## Extract provided
☆ ☆ ☆
I am overly enthusiastic about doing yard work. The messy, blisters on your palms, aching back, mud on the hem of your pants kind of work. I didn't know this about myself. I wonder how much of me I don't know.
I was confused as a child. Everybody else was better than me. I was a Little Nothing. I heard things all the time about growing up to be something. At school, they told me that I could pick anything I wanted to be. At home, I was too poor to be most things. At church, the rest of the things I might have wanted to be were too evil. I could be anything I wanted to be, as long as my parents could afford the education and as long as I talked about Jesus all day and how awesome he was, and how stupid and unhappy you were if you weren't a christian. The end of the world was going to come, one day. It was going to happen in my lifetime, even. My father saw the signs everywhere. A white cow was born with a missing leg or something and then there was an earthquake on the other side of the world. "It's the end times," he would declare. "Are you prepared?"
I didn't believe in the end of the world, but I was scared of it, too.
I think maybe that idea stuck with me and it's hard to get unstuck.
I'm probably afraid of most things, but I do them anyway, because I don't really believe in being afraid.
This week, Scouty has proven to me that she's all grown up. I can barely lift her anymore, unless she crouches low and boings with all her might so that she soars over my head. So that, after I've held her, I go to pick up Louisey and she's like a deceptively empty milk jug. I prepare for the oof of heaviness, and instead she glides through the air like she's made of nothing at all. Twenty-one pounds of pure, jiggling, sugar sweet nothing.
☆ ☆ ☆
## Dataset excerpts

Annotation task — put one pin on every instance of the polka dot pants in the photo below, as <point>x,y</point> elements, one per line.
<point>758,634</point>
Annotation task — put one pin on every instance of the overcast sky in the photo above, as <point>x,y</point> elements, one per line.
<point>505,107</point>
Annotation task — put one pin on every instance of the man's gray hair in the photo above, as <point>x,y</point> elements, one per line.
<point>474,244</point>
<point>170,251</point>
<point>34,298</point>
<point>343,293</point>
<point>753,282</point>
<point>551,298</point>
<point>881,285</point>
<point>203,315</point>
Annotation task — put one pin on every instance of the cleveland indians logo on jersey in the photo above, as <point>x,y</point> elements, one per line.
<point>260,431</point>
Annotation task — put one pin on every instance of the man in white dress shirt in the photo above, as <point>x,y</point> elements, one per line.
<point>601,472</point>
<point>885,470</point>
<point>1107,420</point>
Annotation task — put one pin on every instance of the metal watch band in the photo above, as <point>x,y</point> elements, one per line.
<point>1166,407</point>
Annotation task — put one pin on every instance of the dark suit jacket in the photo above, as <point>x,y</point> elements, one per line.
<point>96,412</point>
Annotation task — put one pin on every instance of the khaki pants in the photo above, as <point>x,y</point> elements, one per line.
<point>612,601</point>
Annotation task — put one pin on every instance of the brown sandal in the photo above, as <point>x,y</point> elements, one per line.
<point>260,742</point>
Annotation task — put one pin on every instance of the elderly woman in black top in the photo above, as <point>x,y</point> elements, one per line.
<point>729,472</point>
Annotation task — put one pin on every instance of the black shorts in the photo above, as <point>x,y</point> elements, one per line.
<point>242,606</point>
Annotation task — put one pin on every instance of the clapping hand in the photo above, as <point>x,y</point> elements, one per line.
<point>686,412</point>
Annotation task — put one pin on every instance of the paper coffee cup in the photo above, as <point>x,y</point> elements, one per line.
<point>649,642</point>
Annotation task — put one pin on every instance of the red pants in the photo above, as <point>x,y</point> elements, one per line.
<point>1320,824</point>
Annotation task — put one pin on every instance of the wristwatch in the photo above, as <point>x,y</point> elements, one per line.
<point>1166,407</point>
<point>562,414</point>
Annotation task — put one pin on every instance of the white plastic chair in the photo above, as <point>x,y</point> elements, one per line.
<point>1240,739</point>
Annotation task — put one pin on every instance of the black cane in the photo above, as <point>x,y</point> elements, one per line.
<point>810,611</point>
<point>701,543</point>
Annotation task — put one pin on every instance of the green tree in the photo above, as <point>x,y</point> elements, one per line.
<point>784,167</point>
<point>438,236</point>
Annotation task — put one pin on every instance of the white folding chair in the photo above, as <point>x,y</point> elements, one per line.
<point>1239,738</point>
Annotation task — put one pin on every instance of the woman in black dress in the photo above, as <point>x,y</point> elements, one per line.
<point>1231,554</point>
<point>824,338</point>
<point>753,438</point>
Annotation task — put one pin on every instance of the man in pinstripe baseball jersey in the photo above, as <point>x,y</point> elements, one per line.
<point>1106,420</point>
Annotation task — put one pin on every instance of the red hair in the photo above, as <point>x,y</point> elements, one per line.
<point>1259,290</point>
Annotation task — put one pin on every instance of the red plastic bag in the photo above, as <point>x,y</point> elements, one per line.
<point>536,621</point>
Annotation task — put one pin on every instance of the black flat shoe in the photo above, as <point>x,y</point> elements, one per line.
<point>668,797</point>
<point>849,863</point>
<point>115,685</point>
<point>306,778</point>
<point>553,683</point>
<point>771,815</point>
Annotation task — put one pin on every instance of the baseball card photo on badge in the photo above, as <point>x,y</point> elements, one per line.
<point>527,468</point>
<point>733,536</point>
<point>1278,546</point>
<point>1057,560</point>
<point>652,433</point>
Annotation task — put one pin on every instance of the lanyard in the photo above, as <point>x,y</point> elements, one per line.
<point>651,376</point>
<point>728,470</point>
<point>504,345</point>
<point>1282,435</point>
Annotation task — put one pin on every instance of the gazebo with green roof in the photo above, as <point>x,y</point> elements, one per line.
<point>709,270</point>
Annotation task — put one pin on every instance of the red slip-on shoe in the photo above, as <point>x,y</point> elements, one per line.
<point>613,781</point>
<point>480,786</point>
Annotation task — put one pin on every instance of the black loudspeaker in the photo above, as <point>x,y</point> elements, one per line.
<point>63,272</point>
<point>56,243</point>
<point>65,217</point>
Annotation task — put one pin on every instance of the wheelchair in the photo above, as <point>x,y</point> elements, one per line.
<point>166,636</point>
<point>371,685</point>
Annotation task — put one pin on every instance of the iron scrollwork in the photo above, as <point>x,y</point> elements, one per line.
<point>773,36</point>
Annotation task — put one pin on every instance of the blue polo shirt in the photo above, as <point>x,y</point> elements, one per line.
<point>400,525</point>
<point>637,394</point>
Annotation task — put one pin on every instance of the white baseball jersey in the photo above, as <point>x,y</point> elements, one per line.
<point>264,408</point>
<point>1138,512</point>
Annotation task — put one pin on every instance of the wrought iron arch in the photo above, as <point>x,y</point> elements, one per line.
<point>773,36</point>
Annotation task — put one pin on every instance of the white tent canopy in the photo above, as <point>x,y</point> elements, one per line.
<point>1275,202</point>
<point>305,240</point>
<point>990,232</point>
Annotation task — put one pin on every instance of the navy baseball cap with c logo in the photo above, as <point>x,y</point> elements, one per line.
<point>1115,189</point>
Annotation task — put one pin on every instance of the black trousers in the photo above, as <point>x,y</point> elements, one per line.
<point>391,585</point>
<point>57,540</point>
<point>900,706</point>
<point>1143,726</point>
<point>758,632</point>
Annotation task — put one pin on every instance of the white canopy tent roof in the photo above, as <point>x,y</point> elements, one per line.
☆ ☆ ☆
## Exercise task
Can you transcribe, word for word, the part of the essay about yard work and growing up that starts at "I think maybe" and ends at "sugar sweet nothing."?

## The result
I think maybe that idea stuck with me and it's hard to get unstuck.
I'm probably afraid of most things, but I do them anyway, because I don't really believe in being afraid.
This week, Scouty has proven to me that she's all grown up. I can barely lift her anymore, unless she crouches low and boings with all her might so that she soars over my head. So that, after I've held her, I go to pick up Louisey and she's like a deceptively empty milk jug. I prepare for the oof of heaviness, and instead she glides through the air like she's made of nothing at all. Twenty-one pounds of pure, jiggling, sugar sweet nothing.